### WHAT YOU NEED TO DO
A - Please list every username that appears after an @ sign in the pull request thread, each once.
B - Go on with the pull request thread from its final line.

### PAGE
──────

Mar 25 '25 05:03 ShiroYasha18

@ShiroYasha18 I just went through this issue and understood what this is about and how it can be fixed (using the steps by @dolfim-ibm). The reason @touma-I assigned it to me is just to follow-up with you and when you have submitted a PR, review your PR. When do you think you will be able to submit a PR?

Apr 01 '25 22:04 shahrokhDaijavad

Hi @dolfim-ibm, @shahrokhDaijavad,

I wanted to provide a quick update on this issue. First, my apologies for the delayed follow-up—I’ve been working through the implementation details and testing SmolDocling locally to ensure a smooth integration. As I’m relatively new to the codebase, I’ve been taking time to thoroughly understand the workflow (especially referencing PR #1199 ) to avoid missteps.

That said, I’m treating this as high priority and will submit a PR by next Wednesday (9/04/2025) at the latest. If there are any specific considerations or potential roadblocks I should be aware of, please let me know! I’ll also share incremental updates if that helps.

Thank you for your patience—I’m committed to seeing this through and will make sure it’s done right.

Apr 02 '25 07:04 ShiroYasha18

Thanks, @ShiroYasha18. Sounds good. What is PR #1199 that you are referring to? You must mean a different PR.

Apr 02 '25 14:04 shahrokhDaijavad

The one @dolfim-ibm gave me to look into https://github.com/docling-project/docling/pull/1199/files#diff-bab084dbf6f5d7e3159fc059293894cf3cf58bf0fa70bd154382e03d9ba0184b

my apologies for confusion its from docling repo

Apr 02 '25 15:04 ShiroYasha18

Thanks for the clarification, @ShiroYasha18 !

Apr 02 '25 16:04 shahrokhDaijavad

@shahrokhDaijavad can you please help me with this?

──────

### GIVEN MATERIAL
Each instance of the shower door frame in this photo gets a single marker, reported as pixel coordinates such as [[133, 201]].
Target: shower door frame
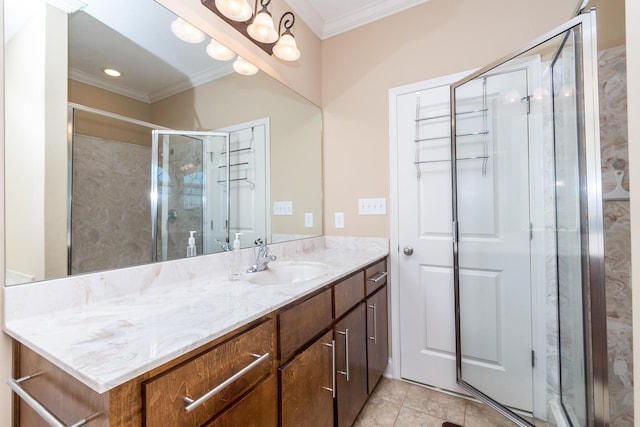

──────

### RESULTS IN ORDER
A -
- ShiroYasha18
- dolfim-ibm
- touma-I
- shahrokhDaijavad

B -
@dolfim-ibm quick updates: so I read the code in both the repos and saw the PR you mentioned. I get that as the SmolDocling is already integrated in docling and also pdf2parquet of the dpk uses docling directly without having a copy folder in this repo. So technically with your steps, if I upgrade the version of the docling the support for SmolDocling gets unlocked . Now once this is done from what I understand is there is no file pipeline_options as docling is getting refrenced directly . The PR was merged so I am assuming the pipeline options got updated . so I can import those pipeline options for SmolDocling in this pdf2parquet code. What I am stuck with is once I import the pipeline_options here how will it actually be used ? I have understood upto the point I import the pipeline options here but then how to actually use those pipeline options ? I can also see that the code in pipeline_options also contains the function to call the SmolDocling but how to use that in pdf2parquet code?

Apr 04 '25 20:04 ShiroYasha18

Hi, @ShiroYasha18. Sorry that I haven't responded so far. Now that pdf2parquet => docling2parquet transition has completed, can you please experiment with the do_ocr parameter set to true on your example file and see what result you get?

Apr 28 '25 22:04 shahrokhDaijavad

Sorry, @ShiroYasha18. I had not seen PR #1235 !

Apr 29 '25 15:04 shahrokhDaijavad

Hello @shahrokhDaijavad here is video of testing the handwritten pdf on the ocr using docling2parquet. https://drive.google.com/file/d/1FMtiwgUXkCVuNsTHKF0oHgupSiPyLWnz/view?usp=drive_link

Few observations :

do_ocr does not work it has to be prepended with docling2parquet_ to actaully run without errors
OCR (easyocr/tesseract) is not made for handwritten text soo the output paraquet is not up to the mark as seen in the demo video link
OCR sure is working but there is the issue of default ocr and param of do_ocr set to True or False it does not matter I have written this issue in detail in #1235 and also in a seperate issue #1239 .
I am not sure if it is concerning or not but docling2parquet is taking somewhat more resources to run. I am on a M2 macbook 8gb ram and certainly I observed the spike in the IDE consumption of memory stressing out the memory consumption kind of hanging apps in the background. I came to know about this due to a music video on chrome in youtube started hanging when model intialised log happens. Now this was just for one 2 page pdf if there are multiple 100s of pages pdf I dont know about the memory consumption but we need to check that I think !

So overall we kind of need a vlm to match the ocr level but would need to manage the time to also for the whole conversion.

Do let me know if you need me to test it on some other pdf too !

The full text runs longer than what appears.